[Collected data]
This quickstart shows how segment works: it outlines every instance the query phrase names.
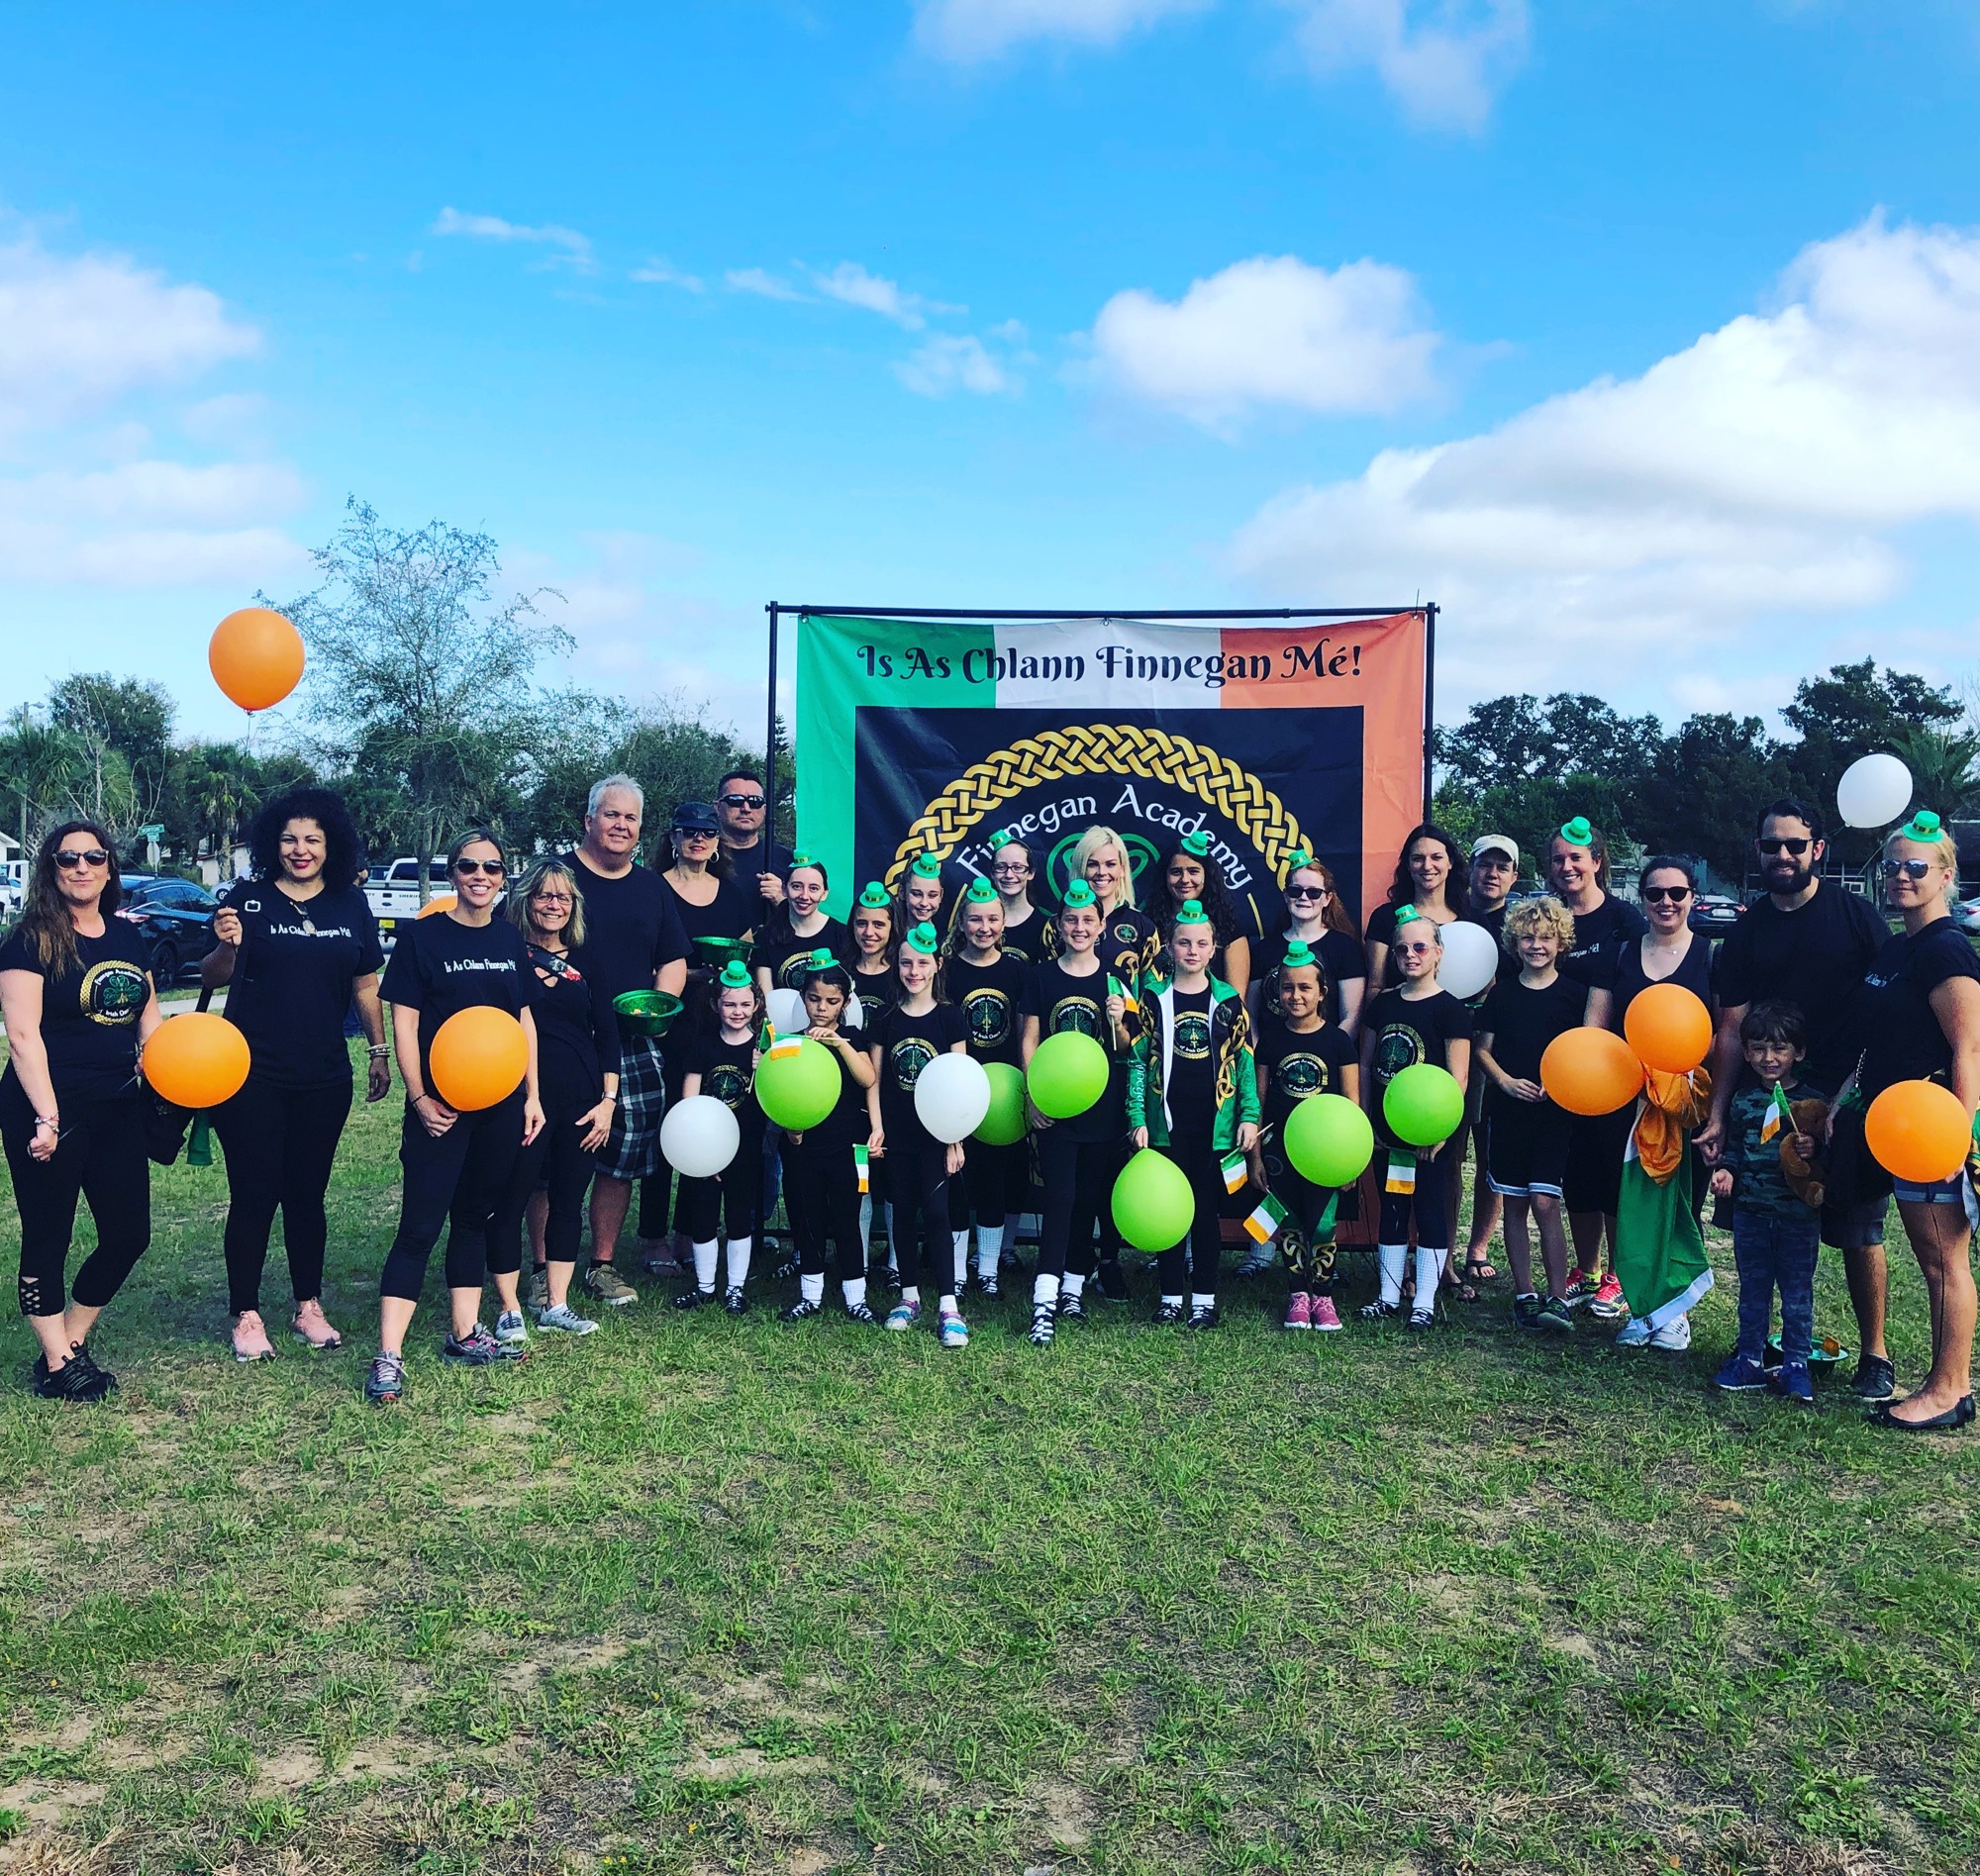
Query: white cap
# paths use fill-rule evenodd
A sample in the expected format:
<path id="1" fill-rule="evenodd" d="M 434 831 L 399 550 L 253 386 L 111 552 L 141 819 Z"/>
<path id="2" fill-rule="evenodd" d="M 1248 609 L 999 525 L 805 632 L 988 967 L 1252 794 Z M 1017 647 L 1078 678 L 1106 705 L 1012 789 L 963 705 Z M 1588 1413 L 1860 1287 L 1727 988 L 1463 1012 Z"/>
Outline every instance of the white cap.
<path id="1" fill-rule="evenodd" d="M 1515 866 L 1520 863 L 1520 843 L 1509 834 L 1481 834 L 1471 842 L 1471 857 L 1481 853 L 1503 853 Z"/>

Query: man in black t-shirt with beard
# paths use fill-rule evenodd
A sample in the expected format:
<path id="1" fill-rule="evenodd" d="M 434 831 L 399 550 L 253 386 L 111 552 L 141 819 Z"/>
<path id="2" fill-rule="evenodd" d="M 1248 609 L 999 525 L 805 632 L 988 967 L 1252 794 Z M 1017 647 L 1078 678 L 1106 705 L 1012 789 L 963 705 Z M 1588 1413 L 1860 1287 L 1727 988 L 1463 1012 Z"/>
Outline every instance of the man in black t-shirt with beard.
<path id="1" fill-rule="evenodd" d="M 1745 1072 L 1739 1025 L 1749 1005 L 1793 1004 L 1808 1025 L 1800 1078 L 1833 1099 L 1856 1065 L 1851 1021 L 1857 986 L 1890 937 L 1867 899 L 1816 877 L 1825 850 L 1822 817 L 1782 800 L 1759 819 L 1754 851 L 1765 894 L 1746 909 L 1720 946 L 1713 970 L 1719 1037 L 1712 1058 L 1712 1118 L 1694 1144 L 1716 1161 L 1726 1117 Z M 1822 1241 L 1842 1253 L 1861 1348 L 1853 1386 L 1866 1401 L 1888 1400 L 1894 1375 L 1884 1346 L 1884 1214 L 1888 1201 L 1822 1209 Z"/>

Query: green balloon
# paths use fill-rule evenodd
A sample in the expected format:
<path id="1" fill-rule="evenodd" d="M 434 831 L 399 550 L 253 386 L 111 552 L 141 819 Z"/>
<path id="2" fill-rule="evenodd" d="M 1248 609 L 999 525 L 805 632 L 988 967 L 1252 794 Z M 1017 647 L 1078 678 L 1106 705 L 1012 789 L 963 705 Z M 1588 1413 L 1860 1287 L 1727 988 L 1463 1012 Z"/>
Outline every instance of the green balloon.
<path id="1" fill-rule="evenodd" d="M 1181 1243 L 1195 1218 L 1189 1175 L 1173 1159 L 1143 1146 L 1121 1168 L 1114 1181 L 1114 1223 L 1137 1250 Z"/>
<path id="2" fill-rule="evenodd" d="M 839 1105 L 839 1063 L 809 1036 L 795 1055 L 765 1055 L 756 1064 L 756 1105 L 778 1127 L 802 1134 Z"/>
<path id="3" fill-rule="evenodd" d="M 1047 1036 L 1032 1055 L 1025 1087 L 1040 1114 L 1069 1121 L 1107 1092 L 1107 1051 L 1077 1030 Z"/>
<path id="4" fill-rule="evenodd" d="M 1405 1146 L 1435 1146 L 1464 1119 L 1464 1090 L 1448 1070 L 1417 1062 L 1389 1083 L 1382 1118 Z"/>
<path id="5" fill-rule="evenodd" d="M 1375 1156 L 1368 1117 L 1339 1094 L 1310 1094 L 1286 1120 L 1286 1157 L 1317 1186 L 1351 1186 Z"/>
<path id="6" fill-rule="evenodd" d="M 990 1111 L 974 1135 L 986 1146 L 1015 1146 L 1025 1137 L 1025 1076 L 1009 1062 L 985 1062 L 990 1077 Z"/>

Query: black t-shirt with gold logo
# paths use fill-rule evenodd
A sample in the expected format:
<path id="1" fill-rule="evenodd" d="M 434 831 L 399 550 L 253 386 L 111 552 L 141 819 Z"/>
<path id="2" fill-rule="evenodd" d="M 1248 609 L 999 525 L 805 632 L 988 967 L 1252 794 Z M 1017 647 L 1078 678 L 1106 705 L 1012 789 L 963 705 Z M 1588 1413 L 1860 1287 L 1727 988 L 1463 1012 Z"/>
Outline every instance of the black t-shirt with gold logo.
<path id="1" fill-rule="evenodd" d="M 1030 974 L 1027 965 L 1010 956 L 988 964 L 972 964 L 961 956 L 949 959 L 948 1000 L 962 1013 L 963 1039 L 978 1061 L 1018 1060 Z"/>
<path id="2" fill-rule="evenodd" d="M 910 1016 L 896 1004 L 861 1039 L 880 1051 L 882 1131 L 890 1140 L 926 1139 L 928 1130 L 915 1113 L 915 1083 L 930 1062 L 964 1039 L 962 1012 L 938 1003 L 920 1016 Z"/>
<path id="3" fill-rule="evenodd" d="M 1172 1126 L 1207 1125 L 1217 1111 L 1217 1070 L 1210 1059 L 1210 986 L 1172 990 L 1168 1047 L 1168 1099 Z"/>
<path id="4" fill-rule="evenodd" d="M 1340 1071 L 1354 1060 L 1354 1043 L 1332 1023 L 1301 1036 L 1274 1023 L 1257 1039 L 1258 1059 L 1265 1065 L 1263 1120 L 1284 1131 L 1294 1108 L 1309 1095 L 1338 1094 Z"/>
<path id="5" fill-rule="evenodd" d="M 0 944 L 0 970 L 42 979 L 42 1046 L 57 1105 L 135 1094 L 138 1019 L 150 995 L 150 957 L 128 920 L 105 919 L 101 938 L 78 932 L 75 948 L 77 962 L 51 977 L 18 929 Z"/>

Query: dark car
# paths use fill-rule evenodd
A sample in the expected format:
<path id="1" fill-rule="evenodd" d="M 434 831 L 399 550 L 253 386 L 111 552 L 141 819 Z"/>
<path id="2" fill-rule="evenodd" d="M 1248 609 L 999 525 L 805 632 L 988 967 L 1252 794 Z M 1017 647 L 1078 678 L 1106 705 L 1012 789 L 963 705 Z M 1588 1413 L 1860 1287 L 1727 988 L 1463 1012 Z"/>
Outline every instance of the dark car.
<path id="1" fill-rule="evenodd" d="M 117 916 L 144 933 L 151 950 L 151 981 L 163 990 L 213 949 L 213 915 L 219 910 L 220 901 L 189 879 L 126 873 Z"/>
<path id="2" fill-rule="evenodd" d="M 1745 917 L 1743 900 L 1729 899 L 1723 892 L 1709 892 L 1691 909 L 1691 929 L 1707 938 L 1724 938 Z"/>

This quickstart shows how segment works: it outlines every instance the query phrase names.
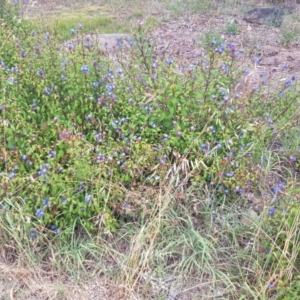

TASK STATEMENT: Hand back the records above exactly as they are, pictures excluded.

RESPONSE TO THE TASK:
This quickstart shows how segment works: it outlines every instance the query phrase names.
Query: white cap
# paths use fill-rule evenodd
A sample in the expected format:
<path id="1" fill-rule="evenodd" d="M 434 831 L 399 550 L 253 386 L 111 552 L 141 819 Z"/>
<path id="2" fill-rule="evenodd" d="M 1248 609 L 999 525 L 805 632 L 988 967 L 1252 794 Z M 1017 647 L 1078 678 L 1106 705 L 1012 789 L 963 705 Z M 1588 1413 L 1860 1287 L 1727 988 L 1463 1012 Z"/>
Outline every instance of the white cap.
<path id="1" fill-rule="evenodd" d="M 1515 866 L 1520 863 L 1520 843 L 1509 834 L 1481 834 L 1471 842 L 1471 857 L 1481 853 L 1503 853 Z"/>

Query: man in black t-shirt with beard
# paths use fill-rule evenodd
A sample in the expected format:
<path id="1" fill-rule="evenodd" d="M 434 831 L 399 550 L 253 386 L 111 552 L 141 819 Z"/>
<path id="2" fill-rule="evenodd" d="M 1248 609 L 999 525 L 805 632 L 988 967 L 1252 794 Z M 1017 647 L 1078 678 L 1106 705 L 1012 789 L 963 705 Z M 1588 1413 L 1860 1287 L 1727 988 L 1463 1012 Z"/>
Outline every instance of the man in black t-shirt with beard.
<path id="1" fill-rule="evenodd" d="M 1745 1072 L 1739 1025 L 1749 1005 L 1793 1004 L 1808 1025 L 1800 1078 L 1833 1099 L 1856 1065 L 1851 1021 L 1857 986 L 1890 937 L 1867 899 L 1816 877 L 1825 850 L 1822 817 L 1782 800 L 1759 819 L 1754 851 L 1765 894 L 1746 909 L 1720 946 L 1713 970 L 1719 1037 L 1712 1058 L 1712 1118 L 1694 1144 L 1716 1161 L 1726 1117 Z M 1822 1241 L 1842 1253 L 1861 1348 L 1853 1386 L 1866 1401 L 1888 1400 L 1894 1375 L 1884 1346 L 1884 1214 L 1888 1201 L 1822 1209 Z"/>

Query: green balloon
# paths use fill-rule evenodd
A sample in the expected format:
<path id="1" fill-rule="evenodd" d="M 434 831 L 399 550 L 253 386 L 111 552 L 141 819 Z"/>
<path id="2" fill-rule="evenodd" d="M 1248 609 L 999 525 L 805 632 L 988 967 L 1252 794 Z M 1017 647 L 1078 678 L 1106 705 L 1012 789 L 963 705 Z M 1588 1413 L 1860 1287 L 1727 988 L 1463 1012 Z"/>
Outline every instance of the green balloon.
<path id="1" fill-rule="evenodd" d="M 1181 1243 L 1195 1218 L 1189 1175 L 1173 1159 L 1143 1146 L 1121 1168 L 1114 1181 L 1114 1223 L 1137 1250 Z"/>
<path id="2" fill-rule="evenodd" d="M 839 1105 L 839 1063 L 809 1036 L 795 1055 L 765 1055 L 756 1064 L 756 1105 L 778 1127 L 802 1134 Z"/>
<path id="3" fill-rule="evenodd" d="M 1047 1036 L 1032 1055 L 1025 1087 L 1040 1114 L 1069 1121 L 1107 1092 L 1107 1051 L 1077 1030 Z"/>
<path id="4" fill-rule="evenodd" d="M 1405 1146 L 1435 1146 L 1464 1119 L 1464 1090 L 1448 1070 L 1417 1062 L 1389 1083 L 1382 1118 Z"/>
<path id="5" fill-rule="evenodd" d="M 1375 1156 L 1368 1117 L 1339 1094 L 1310 1094 L 1286 1120 L 1286 1157 L 1317 1186 L 1351 1186 Z"/>
<path id="6" fill-rule="evenodd" d="M 990 1111 L 974 1135 L 986 1146 L 1015 1146 L 1025 1137 L 1025 1076 L 1009 1062 L 985 1062 L 990 1077 Z"/>

Query: black t-shirt with gold logo
# paths use fill-rule evenodd
A sample in the expected format:
<path id="1" fill-rule="evenodd" d="M 434 831 L 399 550 L 253 386 L 111 552 L 141 819 Z"/>
<path id="2" fill-rule="evenodd" d="M 1248 609 L 999 525 L 805 632 L 988 967 L 1252 794 Z M 1017 647 L 1078 678 L 1106 705 L 1012 789 L 963 705 Z M 1588 1413 L 1860 1287 L 1727 988 L 1463 1012 Z"/>
Outline every instance of the black t-shirt with gold logo.
<path id="1" fill-rule="evenodd" d="M 1030 974 L 1027 965 L 1010 956 L 988 964 L 972 964 L 961 956 L 949 959 L 948 1000 L 962 1013 L 963 1039 L 978 1061 L 1018 1060 Z"/>
<path id="2" fill-rule="evenodd" d="M 910 1016 L 896 1004 L 861 1039 L 880 1051 L 882 1131 L 890 1140 L 926 1139 L 928 1130 L 915 1113 L 915 1083 L 930 1062 L 964 1039 L 962 1012 L 938 1003 L 920 1016 Z"/>
<path id="3" fill-rule="evenodd" d="M 1172 1126 L 1207 1125 L 1217 1111 L 1217 1070 L 1210 1059 L 1210 986 L 1172 990 L 1168 1047 L 1168 1099 Z"/>
<path id="4" fill-rule="evenodd" d="M 1340 1071 L 1354 1060 L 1354 1043 L 1332 1023 L 1301 1036 L 1274 1023 L 1257 1039 L 1258 1059 L 1265 1065 L 1263 1120 L 1284 1131 L 1294 1108 L 1309 1095 L 1338 1094 Z"/>
<path id="5" fill-rule="evenodd" d="M 0 944 L 0 970 L 42 979 L 42 1046 L 57 1105 L 135 1094 L 138 1019 L 150 995 L 150 957 L 128 920 L 105 919 L 101 938 L 78 932 L 75 948 L 77 962 L 51 977 L 18 929 Z"/>

Query: dark car
# paths use fill-rule evenodd
A sample in the expected format:
<path id="1" fill-rule="evenodd" d="M 434 831 L 399 550 L 253 386 L 111 552 L 141 819 Z"/>
<path id="2" fill-rule="evenodd" d="M 1248 609 L 999 525 L 805 632 L 988 967 L 1252 794 Z M 1017 647 L 1078 678 L 1106 705 L 1012 789 L 963 705 Z M 1588 1413 L 1860 1287 L 1727 988 L 1463 1012 Z"/>
Outline every instance of the dark car.
<path id="1" fill-rule="evenodd" d="M 117 916 L 144 933 L 151 950 L 151 981 L 163 990 L 213 949 L 213 915 L 219 910 L 220 901 L 189 879 L 126 873 Z"/>
<path id="2" fill-rule="evenodd" d="M 1745 917 L 1743 900 L 1729 899 L 1723 892 L 1709 892 L 1691 909 L 1691 929 L 1707 938 L 1724 938 Z"/>

This quickstart shows how segment works: it outlines every instance the query phrase names.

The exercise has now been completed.